Text to read.
================================
Chapter 14. Monitoring Theory
Monitoring is measuring, collecting, storing, exploring, and visualizing data from infrastructure (including hardware, software, and human processes). Monitoring helps you answer the “when” and “why” questions of your work, and it informs business decisions that support humans working sustainably (e.g., hiring so that your sysadmins are not constantly working at total capacity).
In this chapter, I will help you think about monitoring by providing a framework for identifying effective monitoring strategies. I will differentiate monitoring from observability and explain the elements and steps of the monitoring process and how they work together. Understanding these mechanics at a high level will help you prioritize the other desirable outcomes monitoring makes possible, decide how and what you monitor, and increase visibility into your workflow, systems, and teams, regardless of the tools you choose.
Why Monitor?
There are many reasons to monitor and increase system visibility: to bring attention to weakness, fragility, or risk and to help you make better decisions. Some reasons for visibility include the following:
- Problem discovery
-
You are identifying problems and understanding issue resolution. For example, you could discover problems by monitoring latencies of web requests and identifying when slow MySQL queries are impacting customers.
- Process improvement
-
You are continuously improving team processes to increase accuracy and speed of task ...
================================
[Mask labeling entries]
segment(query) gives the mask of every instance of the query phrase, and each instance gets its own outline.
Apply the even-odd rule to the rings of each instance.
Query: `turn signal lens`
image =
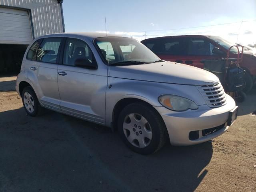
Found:
[[[176,95],[165,95],[158,98],[158,101],[164,107],[173,111],[183,111],[198,108],[194,102]]]

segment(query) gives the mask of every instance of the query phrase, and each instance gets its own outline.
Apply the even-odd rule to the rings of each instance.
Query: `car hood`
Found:
[[[218,80],[216,76],[205,70],[170,62],[110,66],[110,74],[118,78],[193,85]]]

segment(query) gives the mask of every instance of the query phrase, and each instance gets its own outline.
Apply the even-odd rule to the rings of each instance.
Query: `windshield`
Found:
[[[146,46],[126,37],[100,37],[94,42],[104,62],[110,65],[121,66],[150,63],[160,59]]]
[[[236,45],[236,44],[231,43],[220,37],[211,36],[208,37],[210,39],[214,41],[219,45],[223,47],[226,50],[228,50],[231,46],[233,45]],[[242,48],[239,47],[239,48],[240,51],[242,50]],[[237,54],[237,49],[236,47],[233,47],[231,48],[231,49],[230,49],[230,52],[233,53]]]

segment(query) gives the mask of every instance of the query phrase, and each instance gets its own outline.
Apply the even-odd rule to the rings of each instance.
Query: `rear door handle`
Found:
[[[58,72],[58,74],[59,75],[62,75],[62,76],[64,76],[64,75],[66,75],[67,74],[64,71],[60,71]]]
[[[175,61],[175,62],[178,63],[183,63],[183,62],[182,60],[176,60]]]
[[[186,63],[186,64],[192,64],[193,63],[193,61],[185,61],[185,63]]]

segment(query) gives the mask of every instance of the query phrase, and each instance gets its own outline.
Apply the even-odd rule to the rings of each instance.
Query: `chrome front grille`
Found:
[[[226,94],[219,82],[206,83],[196,88],[209,107],[218,107],[226,104]]]

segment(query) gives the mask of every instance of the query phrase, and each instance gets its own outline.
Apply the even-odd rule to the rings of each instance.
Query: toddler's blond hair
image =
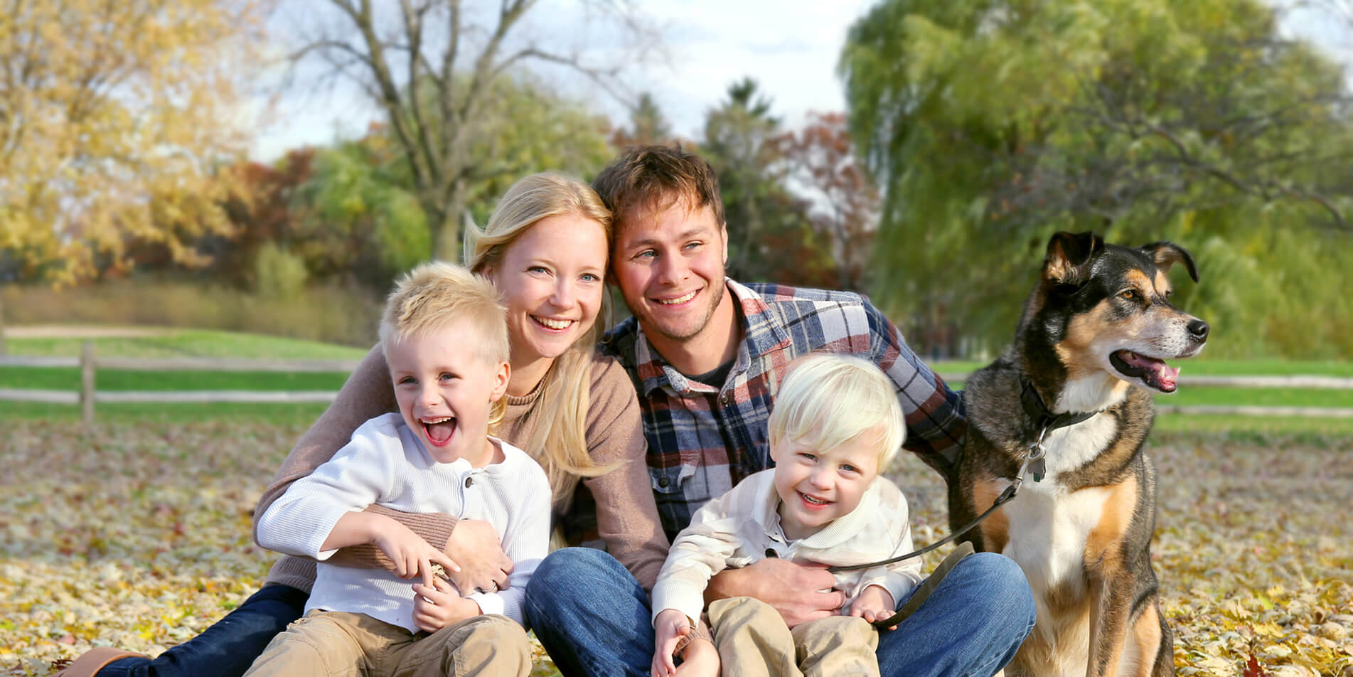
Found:
[[[897,456],[907,422],[893,382],[861,357],[813,353],[790,363],[770,414],[770,443],[829,450],[881,428],[878,471]]]

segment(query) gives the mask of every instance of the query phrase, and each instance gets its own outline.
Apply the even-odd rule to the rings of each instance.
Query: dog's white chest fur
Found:
[[[1114,439],[1116,422],[1096,416],[1059,428],[1045,440],[1047,475],[1042,482],[1026,477],[1019,496],[1003,510],[1009,520],[1009,539],[1001,551],[1019,563],[1034,588],[1038,624],[1034,630],[1046,647],[1042,674],[1084,674],[1088,661],[1088,617],[1078,612],[1058,613],[1050,598],[1084,598],[1085,544],[1104,516],[1109,489],[1089,487],[1069,492],[1057,475],[1095,459]]]

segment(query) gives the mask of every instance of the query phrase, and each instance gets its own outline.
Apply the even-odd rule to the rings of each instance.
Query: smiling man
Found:
[[[705,160],[679,146],[632,148],[593,187],[614,213],[610,279],[633,313],[602,351],[639,391],[668,538],[706,501],[773,466],[766,422],[775,390],[786,366],[810,352],[877,364],[902,406],[907,448],[950,477],[965,431],[959,395],[863,297],[727,278],[728,229]],[[649,603],[613,558],[560,550],[530,585],[528,616],[564,674],[648,673]],[[755,597],[794,627],[838,612],[844,593],[832,585],[824,567],[767,558],[716,575],[705,597]],[[882,674],[993,674],[1034,624],[1028,584],[1000,555],[962,559],[928,588],[913,615],[881,634]]]

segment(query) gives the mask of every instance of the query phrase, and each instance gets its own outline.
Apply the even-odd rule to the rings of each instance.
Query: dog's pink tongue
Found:
[[[1142,380],[1155,386],[1165,393],[1173,393],[1177,387],[1180,370],[1165,364],[1165,360],[1147,357],[1141,353],[1128,352],[1126,362],[1142,370]]]

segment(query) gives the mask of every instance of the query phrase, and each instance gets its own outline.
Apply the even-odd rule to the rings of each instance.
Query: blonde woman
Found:
[[[472,252],[469,268],[492,282],[507,306],[510,378],[497,435],[545,468],[564,540],[599,539],[649,590],[667,554],[667,538],[644,464],[639,403],[625,371],[593,348],[597,321],[609,303],[610,221],[587,184],[533,175],[507,190],[483,232],[471,233],[465,250]],[[395,395],[376,345],[287,456],[254,515],[333,456],[363,421],[394,410]],[[460,566],[451,581],[461,592],[506,585],[511,562],[488,524],[379,506],[368,510],[390,515],[442,546]],[[375,546],[345,548],[330,562],[392,567]],[[300,617],[314,575],[314,561],[284,556],[261,590],[195,639],[156,659],[95,649],[62,674],[238,677],[273,635]],[[440,593],[421,585],[414,590]]]

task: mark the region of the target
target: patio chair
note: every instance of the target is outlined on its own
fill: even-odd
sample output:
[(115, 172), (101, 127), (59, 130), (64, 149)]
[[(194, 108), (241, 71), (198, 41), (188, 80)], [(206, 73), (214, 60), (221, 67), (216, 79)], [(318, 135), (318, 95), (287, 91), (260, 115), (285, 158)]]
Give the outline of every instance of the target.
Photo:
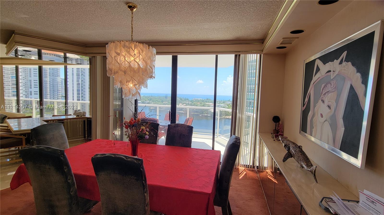
[(193, 117), (187, 118), (185, 119), (185, 121), (184, 121), (184, 124), (188, 125), (192, 125), (192, 122), (193, 122)]
[(20, 155), (33, 185), (37, 214), (80, 215), (98, 202), (78, 195), (73, 173), (64, 150), (28, 146), (20, 150)]
[(168, 125), (166, 145), (192, 148), (193, 127), (185, 124)]
[(31, 130), (33, 145), (45, 145), (60, 149), (69, 148), (65, 130), (61, 123), (48, 123)]
[(137, 113), (137, 118), (139, 118), (140, 119), (143, 119), (145, 118), (145, 112), (144, 111), (142, 111), (141, 112), (139, 112)]
[(153, 122), (156, 123), (159, 123), (159, 119), (156, 118), (151, 117), (144, 117), (141, 119), (142, 121), (147, 121), (148, 122)]
[[(101, 199), (101, 213), (159, 214), (149, 210), (143, 160), (119, 154), (96, 154), (91, 159)], [(118, 181), (119, 183), (114, 182)]]
[(223, 215), (232, 215), (228, 195), (235, 163), (240, 149), (240, 138), (234, 135), (228, 140), (220, 166), (218, 180), (214, 205), (221, 207)]
[(153, 122), (146, 121), (149, 123), (148, 125), (149, 130), (148, 132), (148, 139), (144, 139), (140, 141), (141, 143), (151, 143), (151, 144), (157, 144), (157, 135), (159, 133), (159, 123)]

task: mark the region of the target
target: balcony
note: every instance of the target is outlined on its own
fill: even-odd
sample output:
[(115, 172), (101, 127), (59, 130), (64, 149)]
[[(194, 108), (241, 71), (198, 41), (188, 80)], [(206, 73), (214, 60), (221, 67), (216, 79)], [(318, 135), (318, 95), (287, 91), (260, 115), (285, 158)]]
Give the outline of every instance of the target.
================================
Directions for this task.
Please reproduce the stretch of the monitoring chapter from "Chapter 14. Monitoring" through "at total capacity).". The entries above aren't needed for anything here.

Response to the exercise.
Chapter 14. Monitoring Theory
Monitoring is measuring, collecting, storing, exploring, and visualizing data from infrastructure (including hardware, software, and human processes). Monitoring helps you answer the “when” and “why” questions of your work, and it informs business decisions that support humans working sustainably (e.g., hiring so that your sysadmins are not constantly working at total capacity).